▶ **PROBLEM TO WORK ON**
Copy out the lines from the one containing "where the overcast" through the end of the items, requests included, and scale every coordinate in the answers by 1.35, rounding to whole numbers with halves going up. Leave the numbers in the requests unchanged, and give only those lines.

▶ **DATA FOR PROCESSING**
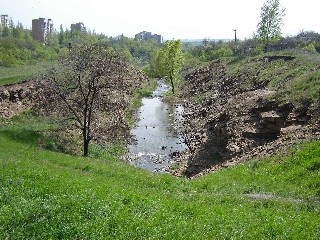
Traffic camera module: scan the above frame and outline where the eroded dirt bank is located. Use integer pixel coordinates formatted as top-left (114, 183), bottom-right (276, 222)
top-left (171, 57), bottom-right (320, 177)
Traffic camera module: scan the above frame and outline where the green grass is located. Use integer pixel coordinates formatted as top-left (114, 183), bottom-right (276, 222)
top-left (0, 120), bottom-right (320, 239)
top-left (0, 62), bottom-right (50, 85)
top-left (227, 50), bottom-right (320, 104)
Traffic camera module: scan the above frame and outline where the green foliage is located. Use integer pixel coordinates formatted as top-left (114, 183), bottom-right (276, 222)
top-left (256, 0), bottom-right (285, 52)
top-left (0, 115), bottom-right (320, 239)
top-left (150, 40), bottom-right (184, 93)
top-left (303, 43), bottom-right (317, 53)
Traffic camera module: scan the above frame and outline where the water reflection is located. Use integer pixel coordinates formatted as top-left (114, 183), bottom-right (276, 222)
top-left (127, 80), bottom-right (186, 172)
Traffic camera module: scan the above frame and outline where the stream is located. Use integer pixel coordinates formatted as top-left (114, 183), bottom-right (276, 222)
top-left (126, 80), bottom-right (187, 173)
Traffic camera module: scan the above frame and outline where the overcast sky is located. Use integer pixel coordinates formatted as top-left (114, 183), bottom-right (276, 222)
top-left (0, 0), bottom-right (320, 40)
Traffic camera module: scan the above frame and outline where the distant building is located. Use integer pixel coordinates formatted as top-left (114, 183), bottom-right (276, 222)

▶ **SOLUTION TO THE EXERCISE**
Traffic camera module: scan the above frame and outline where the overcast sky is located. Use integer pixel coordinates formatted as top-left (114, 183), bottom-right (276, 222)
top-left (0, 0), bottom-right (432, 54)
Traffic camera module: scan the above frame and outline where the distant building is located. Use integer pixel coordinates formatted as top-left (114, 183), bottom-right (276, 222)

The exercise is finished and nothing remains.